§ **KUTIPAN PILIHAN**

Lurah Nunukan Barat Julziansyah, menegaskan bahwa ia yang merupakan Lurah baru, hanya meneruskan SK lama. Sehingga isi SK tersebut yang ia jadikan dasar rujukan untuk mengeluarkan kebijakan penghapusan RT 26.
Kendati demikian, protes warga RT 26 mengemuka, dan beberapa dari mereka diakui masih bertahan meski areal tempat tinggal/domisili mereka sudah tidak lagi ada, karena peristiwa kebakaran yang terjadi beberapa tahun silam.
‘’Kita lakukan pegecekan lokasi pada akhir 2023. Hasilnya kita mendapati di RT 26 hanya ada 18 KK. Beberapa KK tersebar di RT 1 dan RT 3. Ada 8 KK di RT 1, dan 6 KK di RT 3,’’ jawabnya.
Julziansyah menyesalkan permasalahan ini menjadi panjang dan tidak terselesaikan karena Ketua RT 26 saat ini, tidak terima diberhentikan.
‘’Ketua RT 26 saat ini bukan pilihan warganya. Dia hanya menggantikan Ketua RT sebelumnya yang dijabat suaminya. Karena RT 26 ditiadakan, maka dia ribut karena menuntut insentifnya yang hilang,’’ kata Julziansyah lagi.
Camat Nunukan, Bau Syahril menjelaskan, salah satu dasar penghapusan RT 26, adalah batas keberadaan KK minimal 50 KK. Sementara RT 26 Nunukan Barat, hanya ada 18 KK setelah dilakukan peninjauan lapangan.
Memang data Disdukcapil Nunukan mencatat, bahwa jumlah KK di RT 26 Nunukan Barat sebanyak 119 KK. Faktanya, di lapangan hanya 18 KK, dan hilangnya RT 26 sama sekali tidak mengganggu pelayanan apapun di Kelurahan dan Kecamatan.

§ **LATIHAN A**
Menurut kutipan tentang penghapusan RT 26, berapa jumlah KK minimal yang disebut Camat Nunukan sebagai salah satu dasar penghapusan itu?
§ **LATIHAN B**
Lanjutkan teks berita tentang penghapusan RT 26 Nunukan Barat mulai setelah kalimat terakhirnya.

[Catatan dataset]
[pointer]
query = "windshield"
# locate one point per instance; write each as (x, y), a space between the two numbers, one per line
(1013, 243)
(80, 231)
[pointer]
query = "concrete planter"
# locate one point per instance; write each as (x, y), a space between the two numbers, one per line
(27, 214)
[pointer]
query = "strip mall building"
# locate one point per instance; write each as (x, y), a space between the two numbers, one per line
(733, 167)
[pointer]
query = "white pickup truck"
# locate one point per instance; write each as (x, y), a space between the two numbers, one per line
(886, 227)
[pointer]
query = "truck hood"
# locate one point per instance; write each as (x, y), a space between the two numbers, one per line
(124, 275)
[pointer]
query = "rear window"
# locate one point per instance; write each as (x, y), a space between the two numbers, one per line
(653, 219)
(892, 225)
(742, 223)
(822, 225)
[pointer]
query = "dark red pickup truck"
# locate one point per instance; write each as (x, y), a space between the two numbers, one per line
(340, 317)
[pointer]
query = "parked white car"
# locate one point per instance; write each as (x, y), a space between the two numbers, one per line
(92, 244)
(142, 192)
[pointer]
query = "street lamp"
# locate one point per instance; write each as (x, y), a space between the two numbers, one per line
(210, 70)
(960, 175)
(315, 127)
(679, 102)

§ **JAWABAN BENAR A**
Minimal 50 KK.

§ **JAWABAN BENAR B**
‘’Saya temukan data dimana batas minimal sebuah RT di Nunukan 50 KK. Tapi saya tidak berani menggeneralisir karena di beberapa wilayah Nunukan ada yang sedikit, sesuai kebijakan wilayah dan kesepakatan masyarakatnya. Tapi untuk Nunukan Barat, khususnya RT 26, dia bisa dihandle RT 1 atau RT 3, tidak masalah, karena dalam dictum terakhir di SK 2022 yang meniadakan RT 26, dijelaskan seperti itu,’’ kata Bau.
Adapun mengenai dasar keluarnya SK 2022, dibuat terpisah dengan SK penunjukan Plt Ketua RT 26, dan menjadi dasar berhentinya pembayaran insentif Plt Ketua RT 26 Nunukan Barat, Hj Sudarmi.
‘’Tapi pada intinya, setelah dilakukan pengecekan lokasi, hilangnya RT 26 dari Nunukan Barat, tidak berpengaruh pada pelayanan apapun, sampai hari ini,’’ tegas Bau.
Anggota DPRD Nunukan Gat Khaleb, menyayangkan kasus ini sampai di DPRD Nunukan. Padahal, kata dia, kasus ini bisa diselesaikan di tingkat Camat, jika pejabatnya mau urun rembug dan menggelar dialog dari hati ke hati.
Masuknya permintaan hering terkait penghapusan RT 26 ke DPRD Nunukan, kata Gat, seharusnya menjadi pembelajaran bagi para pejabat khususnya Lurah dan Camat.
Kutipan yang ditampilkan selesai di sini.